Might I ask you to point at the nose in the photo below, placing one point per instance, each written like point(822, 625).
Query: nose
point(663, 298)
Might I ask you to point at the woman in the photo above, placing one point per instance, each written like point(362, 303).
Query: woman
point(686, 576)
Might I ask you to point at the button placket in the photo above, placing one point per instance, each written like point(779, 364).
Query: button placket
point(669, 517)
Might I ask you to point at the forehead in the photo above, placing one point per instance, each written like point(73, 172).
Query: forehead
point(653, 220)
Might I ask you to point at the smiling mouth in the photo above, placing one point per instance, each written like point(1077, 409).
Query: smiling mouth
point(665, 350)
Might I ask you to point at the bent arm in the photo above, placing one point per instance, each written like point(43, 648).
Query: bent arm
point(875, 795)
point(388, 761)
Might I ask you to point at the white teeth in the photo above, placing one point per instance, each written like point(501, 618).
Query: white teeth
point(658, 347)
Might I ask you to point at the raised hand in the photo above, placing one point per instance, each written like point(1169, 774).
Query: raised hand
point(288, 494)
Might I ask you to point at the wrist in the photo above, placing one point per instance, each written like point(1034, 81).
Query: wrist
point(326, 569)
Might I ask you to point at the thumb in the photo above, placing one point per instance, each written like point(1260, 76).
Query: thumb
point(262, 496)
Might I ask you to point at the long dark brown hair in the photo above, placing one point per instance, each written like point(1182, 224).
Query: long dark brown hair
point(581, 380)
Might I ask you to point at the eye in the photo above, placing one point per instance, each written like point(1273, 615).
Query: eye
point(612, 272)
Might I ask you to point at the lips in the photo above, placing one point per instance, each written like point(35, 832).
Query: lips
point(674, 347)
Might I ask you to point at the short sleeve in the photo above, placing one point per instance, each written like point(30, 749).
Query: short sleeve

###

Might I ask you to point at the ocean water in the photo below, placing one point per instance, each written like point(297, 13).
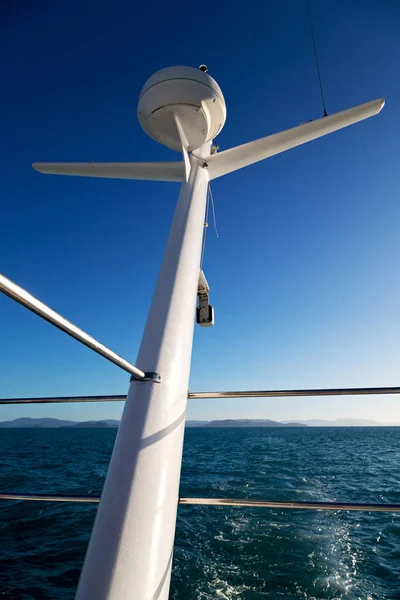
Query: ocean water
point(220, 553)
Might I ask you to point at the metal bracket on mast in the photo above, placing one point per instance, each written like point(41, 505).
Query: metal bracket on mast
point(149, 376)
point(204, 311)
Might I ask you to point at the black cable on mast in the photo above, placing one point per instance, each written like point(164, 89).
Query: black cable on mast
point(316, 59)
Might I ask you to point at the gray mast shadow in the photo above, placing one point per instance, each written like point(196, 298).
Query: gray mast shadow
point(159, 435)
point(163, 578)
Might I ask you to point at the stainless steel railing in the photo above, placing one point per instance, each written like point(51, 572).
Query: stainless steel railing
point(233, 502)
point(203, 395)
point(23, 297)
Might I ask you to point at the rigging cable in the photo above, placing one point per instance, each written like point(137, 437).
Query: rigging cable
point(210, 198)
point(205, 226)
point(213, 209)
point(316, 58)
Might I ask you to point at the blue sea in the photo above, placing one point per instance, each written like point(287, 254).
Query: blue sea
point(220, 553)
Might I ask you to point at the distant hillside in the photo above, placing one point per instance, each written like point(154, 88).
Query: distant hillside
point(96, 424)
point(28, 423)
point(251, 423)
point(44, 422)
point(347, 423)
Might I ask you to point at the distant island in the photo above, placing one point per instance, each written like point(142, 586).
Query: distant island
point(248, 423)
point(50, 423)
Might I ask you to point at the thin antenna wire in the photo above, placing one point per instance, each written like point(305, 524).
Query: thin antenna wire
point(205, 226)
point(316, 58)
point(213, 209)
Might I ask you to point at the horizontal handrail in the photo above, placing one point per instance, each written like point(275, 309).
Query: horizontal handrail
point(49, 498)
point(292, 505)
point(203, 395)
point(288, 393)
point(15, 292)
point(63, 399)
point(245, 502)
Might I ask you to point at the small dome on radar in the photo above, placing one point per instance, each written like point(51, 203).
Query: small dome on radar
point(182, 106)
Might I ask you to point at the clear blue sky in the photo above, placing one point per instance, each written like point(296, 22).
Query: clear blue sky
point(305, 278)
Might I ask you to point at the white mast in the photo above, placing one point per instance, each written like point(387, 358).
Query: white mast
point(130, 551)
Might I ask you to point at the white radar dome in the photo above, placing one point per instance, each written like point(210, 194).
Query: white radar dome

###

* _Written problem_
Copy the rows from the line with "Might I ask you to point at the gray" to the line with "point(163, 578)", replacing "gray mast shadow" with "dark mast shadow" and changing nothing else.

* _Expected answer_
Might I ask you to point at the dark mast shadow in the photo above, placing one point per instance, each written like point(196, 298).
Query: dark mast shadow
point(159, 435)
point(163, 578)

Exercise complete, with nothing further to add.